WPISY ZBIORU DANYCH:
= = = = =
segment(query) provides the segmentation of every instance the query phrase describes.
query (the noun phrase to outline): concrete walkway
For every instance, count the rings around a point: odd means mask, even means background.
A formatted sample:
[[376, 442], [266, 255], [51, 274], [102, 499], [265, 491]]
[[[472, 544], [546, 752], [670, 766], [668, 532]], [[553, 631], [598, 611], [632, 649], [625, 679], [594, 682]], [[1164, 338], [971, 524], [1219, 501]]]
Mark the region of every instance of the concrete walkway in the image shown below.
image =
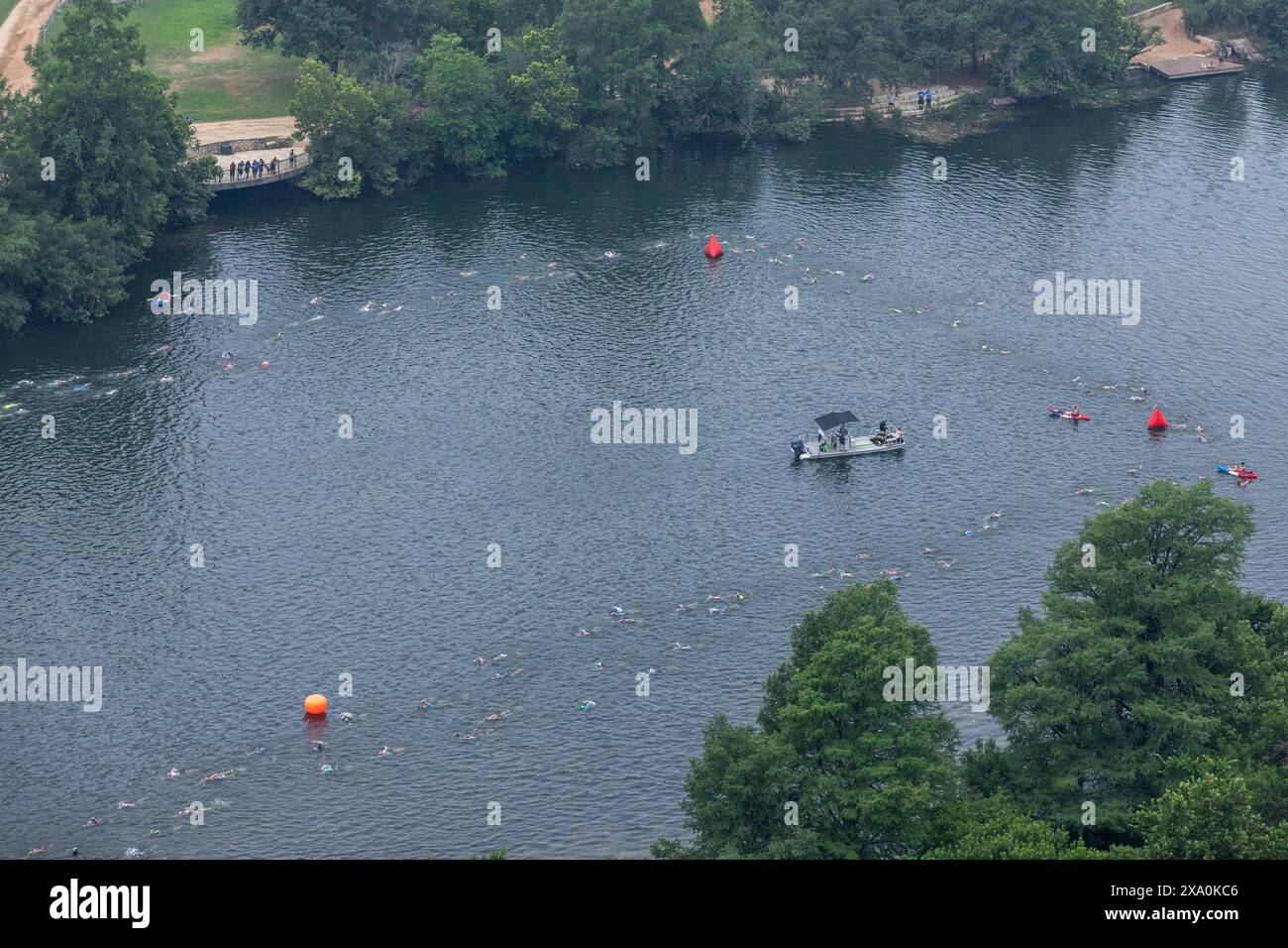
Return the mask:
[[[194, 121], [197, 144], [211, 142], [241, 142], [247, 138], [290, 138], [295, 132], [295, 117], [279, 115], [273, 119], [232, 119], [231, 121]], [[299, 151], [299, 146], [295, 148]], [[224, 163], [227, 164], [227, 161]]]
= = = = =
CEL: Przepisz wszystkie powyższe wpisy, zastępując „concrete walkway” wyrażeniem „stone path” i pozostawiając resztę bez zmian. Obrazów nie umieszczaj w odpowiedzi.

WYNIK ZADANIA:
segment(query) provides the segmentation of every instance the query phrase describes.
query (the noun phrase to outline): stone path
For every instance, count the rings around a point: odd means mask, even means background.
A formatted sample:
[[376, 442], [266, 255], [51, 274], [102, 499], [265, 491]]
[[[472, 544], [546, 752], [670, 766], [668, 532]], [[553, 631], [598, 611], [632, 649], [625, 679], [594, 682]], [[1164, 338], [971, 524], [1219, 501]]]
Mark the region of every instance of the stone path in the image shown below.
image =
Return the mask:
[[[194, 121], [197, 144], [211, 142], [241, 142], [247, 138], [290, 138], [295, 132], [295, 117], [279, 115], [273, 119], [232, 119], [231, 121]], [[299, 151], [299, 146], [295, 148]], [[224, 163], [227, 164], [227, 161]]]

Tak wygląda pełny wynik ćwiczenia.